TASK BRIEF: Each entry below is to be copied verbatim, with no line missing.

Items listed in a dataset

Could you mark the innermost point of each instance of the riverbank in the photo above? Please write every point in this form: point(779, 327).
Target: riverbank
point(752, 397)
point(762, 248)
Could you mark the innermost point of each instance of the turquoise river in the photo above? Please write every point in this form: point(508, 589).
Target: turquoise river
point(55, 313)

EXPECTED ANSWER:
Could you mark the innermost point of each instance of the riverbank in the photo above? Please write every point in this form: point(779, 327).
Target: riverbank
point(752, 397)
point(762, 248)
Could you mark the innermost point of each instance of the turquoise river in the photo above? Please write every point in this form: point(508, 589).
Target: turquoise river
point(55, 313)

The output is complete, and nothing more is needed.